===== Exercise inputs =====
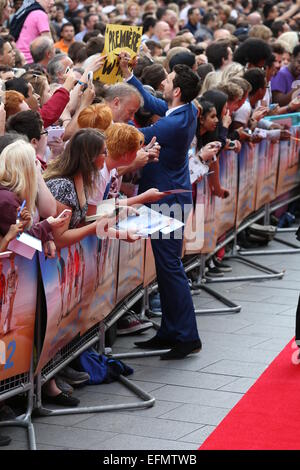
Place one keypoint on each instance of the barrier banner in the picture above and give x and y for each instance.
(247, 183)
(226, 208)
(18, 295)
(194, 226)
(267, 165)
(149, 266)
(131, 267)
(118, 38)
(210, 229)
(80, 290)
(289, 165)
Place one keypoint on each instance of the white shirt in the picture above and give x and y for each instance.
(103, 179)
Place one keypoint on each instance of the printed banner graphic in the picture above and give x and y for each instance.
(118, 38)
(80, 290)
(18, 289)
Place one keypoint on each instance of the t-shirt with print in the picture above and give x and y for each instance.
(36, 23)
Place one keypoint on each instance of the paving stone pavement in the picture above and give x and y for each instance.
(195, 394)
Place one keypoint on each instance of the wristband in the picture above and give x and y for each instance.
(84, 84)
=====
--- Brief ---
Reproduce the part of the entries that opens with the line containing "Place one keypoint on each instance of the t-shirt" and closes at the end of the entries, substituting "cobblestone pavement" for "paving stone pavement" and changing nothing else.

--- Result of this task ---
Place one keypoint on each instance of the t-shirt with print in the picture above and give x and y for each instance.
(36, 23)
Place one keypoint on each instance of the cobblestone pavement in the picture above and give x and y for each instance.
(195, 394)
Place one keypoint on each instance of the wristband in the picture above and give x and y for each instance.
(84, 84)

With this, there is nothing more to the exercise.